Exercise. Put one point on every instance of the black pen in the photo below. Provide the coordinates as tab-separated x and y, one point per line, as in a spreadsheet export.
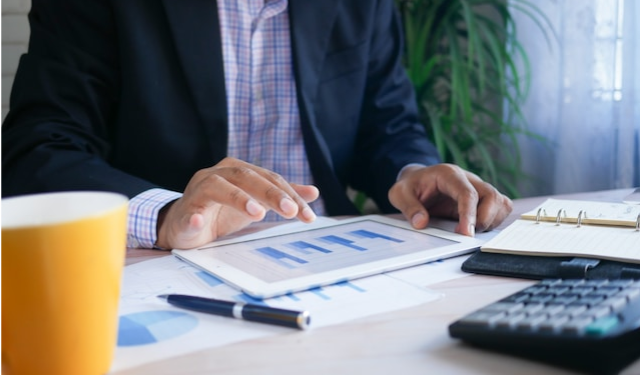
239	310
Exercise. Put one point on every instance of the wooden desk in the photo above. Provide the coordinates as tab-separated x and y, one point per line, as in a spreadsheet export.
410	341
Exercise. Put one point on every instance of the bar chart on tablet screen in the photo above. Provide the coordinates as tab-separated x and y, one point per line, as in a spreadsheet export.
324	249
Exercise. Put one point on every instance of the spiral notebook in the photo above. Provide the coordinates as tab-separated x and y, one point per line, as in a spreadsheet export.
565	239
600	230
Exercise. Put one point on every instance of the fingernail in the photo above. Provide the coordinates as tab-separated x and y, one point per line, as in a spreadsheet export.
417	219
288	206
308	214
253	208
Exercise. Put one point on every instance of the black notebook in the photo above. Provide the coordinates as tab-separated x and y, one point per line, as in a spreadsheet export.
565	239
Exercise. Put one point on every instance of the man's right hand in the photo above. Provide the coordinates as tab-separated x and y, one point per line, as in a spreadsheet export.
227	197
◆ ◆ ◆ ◆ ◆
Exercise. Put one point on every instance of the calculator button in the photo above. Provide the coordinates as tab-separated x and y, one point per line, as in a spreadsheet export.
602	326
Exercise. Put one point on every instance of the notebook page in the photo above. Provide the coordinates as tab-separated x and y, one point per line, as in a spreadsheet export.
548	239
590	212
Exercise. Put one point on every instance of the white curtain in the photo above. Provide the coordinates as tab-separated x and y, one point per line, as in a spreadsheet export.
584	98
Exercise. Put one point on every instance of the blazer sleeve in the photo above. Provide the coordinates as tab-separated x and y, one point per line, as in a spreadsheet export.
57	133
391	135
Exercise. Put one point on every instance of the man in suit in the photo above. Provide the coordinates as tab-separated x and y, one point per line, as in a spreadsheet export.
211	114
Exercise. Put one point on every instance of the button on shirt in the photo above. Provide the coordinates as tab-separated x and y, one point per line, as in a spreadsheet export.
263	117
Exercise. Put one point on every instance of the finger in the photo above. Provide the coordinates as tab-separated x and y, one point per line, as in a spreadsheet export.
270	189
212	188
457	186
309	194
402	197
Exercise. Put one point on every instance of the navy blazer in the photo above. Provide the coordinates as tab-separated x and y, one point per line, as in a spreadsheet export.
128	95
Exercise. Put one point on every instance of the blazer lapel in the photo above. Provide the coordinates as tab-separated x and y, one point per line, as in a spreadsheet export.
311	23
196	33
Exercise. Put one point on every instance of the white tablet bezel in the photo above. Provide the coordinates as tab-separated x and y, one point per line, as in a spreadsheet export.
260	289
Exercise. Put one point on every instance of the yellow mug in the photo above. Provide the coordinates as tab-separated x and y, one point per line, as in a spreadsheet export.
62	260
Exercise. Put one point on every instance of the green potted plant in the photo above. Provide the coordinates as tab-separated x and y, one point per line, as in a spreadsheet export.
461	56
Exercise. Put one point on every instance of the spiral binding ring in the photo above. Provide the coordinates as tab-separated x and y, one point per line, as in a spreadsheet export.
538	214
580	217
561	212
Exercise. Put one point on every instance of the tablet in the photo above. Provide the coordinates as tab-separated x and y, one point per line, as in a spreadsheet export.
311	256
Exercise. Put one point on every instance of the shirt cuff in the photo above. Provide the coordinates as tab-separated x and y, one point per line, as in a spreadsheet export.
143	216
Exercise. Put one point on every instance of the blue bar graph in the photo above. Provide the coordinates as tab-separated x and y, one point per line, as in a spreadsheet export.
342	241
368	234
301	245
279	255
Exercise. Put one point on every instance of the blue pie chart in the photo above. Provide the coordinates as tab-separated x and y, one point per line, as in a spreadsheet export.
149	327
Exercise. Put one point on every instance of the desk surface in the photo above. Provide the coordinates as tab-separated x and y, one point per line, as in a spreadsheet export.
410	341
◆ ◆ ◆ ◆ ◆
**What the task asks**
Collect each line above in which the word "sleeve" appears, and copy those lines in full.

**Complete output**
Exercise. Put one point on every instance of the blazer sleeve in the photo above. Provide the coordinates as tab-separated x and y, one point per line, as in a spreadsheet export.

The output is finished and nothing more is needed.